▸ Exercise prompt
Count the lines in the items below that contain the string "bodyboard", where case counts. Give only the number.

----- Material provided -----

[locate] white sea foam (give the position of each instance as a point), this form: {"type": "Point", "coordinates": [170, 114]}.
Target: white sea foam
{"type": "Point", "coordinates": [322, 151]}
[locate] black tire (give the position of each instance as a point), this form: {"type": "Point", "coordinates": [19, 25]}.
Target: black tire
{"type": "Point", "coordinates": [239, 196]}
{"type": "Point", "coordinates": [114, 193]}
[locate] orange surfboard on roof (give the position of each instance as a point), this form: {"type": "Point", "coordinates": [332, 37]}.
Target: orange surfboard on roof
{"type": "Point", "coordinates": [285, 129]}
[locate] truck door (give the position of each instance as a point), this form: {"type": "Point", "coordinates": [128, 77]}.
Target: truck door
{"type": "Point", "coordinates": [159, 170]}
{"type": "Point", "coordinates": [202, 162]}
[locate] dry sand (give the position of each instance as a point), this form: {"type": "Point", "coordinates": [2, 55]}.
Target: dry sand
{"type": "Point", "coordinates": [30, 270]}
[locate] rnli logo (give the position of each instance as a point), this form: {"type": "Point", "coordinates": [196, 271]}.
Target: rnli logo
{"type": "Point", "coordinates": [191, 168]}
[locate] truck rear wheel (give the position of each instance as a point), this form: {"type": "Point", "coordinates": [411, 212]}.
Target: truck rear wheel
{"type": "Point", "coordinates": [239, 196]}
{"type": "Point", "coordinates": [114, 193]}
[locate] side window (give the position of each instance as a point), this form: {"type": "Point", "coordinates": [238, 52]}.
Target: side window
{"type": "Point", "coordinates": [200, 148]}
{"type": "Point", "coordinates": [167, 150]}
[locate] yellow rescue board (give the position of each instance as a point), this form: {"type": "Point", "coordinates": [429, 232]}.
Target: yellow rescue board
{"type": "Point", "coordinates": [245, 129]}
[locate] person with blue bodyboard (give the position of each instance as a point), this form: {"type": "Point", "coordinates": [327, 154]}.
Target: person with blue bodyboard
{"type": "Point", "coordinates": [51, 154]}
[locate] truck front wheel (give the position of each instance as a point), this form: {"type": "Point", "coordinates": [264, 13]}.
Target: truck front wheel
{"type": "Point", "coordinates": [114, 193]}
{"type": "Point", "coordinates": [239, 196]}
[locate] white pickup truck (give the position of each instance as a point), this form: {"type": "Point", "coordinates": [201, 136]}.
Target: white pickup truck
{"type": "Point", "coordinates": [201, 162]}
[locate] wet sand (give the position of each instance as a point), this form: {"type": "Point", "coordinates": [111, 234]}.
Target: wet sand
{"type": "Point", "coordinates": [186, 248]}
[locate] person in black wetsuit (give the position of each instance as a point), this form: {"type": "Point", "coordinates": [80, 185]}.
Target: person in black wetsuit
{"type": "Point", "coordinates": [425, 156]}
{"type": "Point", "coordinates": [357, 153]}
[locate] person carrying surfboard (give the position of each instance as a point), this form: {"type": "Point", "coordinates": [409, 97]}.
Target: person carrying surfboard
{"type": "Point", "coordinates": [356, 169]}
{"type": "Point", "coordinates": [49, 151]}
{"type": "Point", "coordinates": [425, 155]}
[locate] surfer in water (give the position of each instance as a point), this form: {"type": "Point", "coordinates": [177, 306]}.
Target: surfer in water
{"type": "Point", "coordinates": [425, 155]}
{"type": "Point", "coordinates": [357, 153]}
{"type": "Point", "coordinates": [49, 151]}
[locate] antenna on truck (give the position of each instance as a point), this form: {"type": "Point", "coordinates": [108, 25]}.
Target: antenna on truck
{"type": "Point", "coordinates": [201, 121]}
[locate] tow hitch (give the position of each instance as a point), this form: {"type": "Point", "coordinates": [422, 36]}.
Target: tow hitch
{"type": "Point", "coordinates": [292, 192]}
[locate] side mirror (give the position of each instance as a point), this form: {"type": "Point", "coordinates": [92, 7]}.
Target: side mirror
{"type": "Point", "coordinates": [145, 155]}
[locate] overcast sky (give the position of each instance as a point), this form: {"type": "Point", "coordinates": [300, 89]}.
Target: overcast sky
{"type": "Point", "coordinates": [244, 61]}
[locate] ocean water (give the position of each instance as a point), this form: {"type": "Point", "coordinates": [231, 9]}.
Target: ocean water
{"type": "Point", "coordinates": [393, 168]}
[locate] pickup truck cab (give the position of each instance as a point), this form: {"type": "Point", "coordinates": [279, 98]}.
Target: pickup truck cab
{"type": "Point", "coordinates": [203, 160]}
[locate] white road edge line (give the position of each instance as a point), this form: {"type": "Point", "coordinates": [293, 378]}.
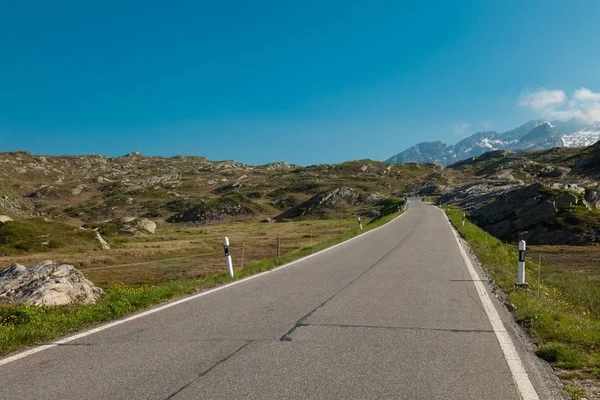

-----

▸ Exercise answer
2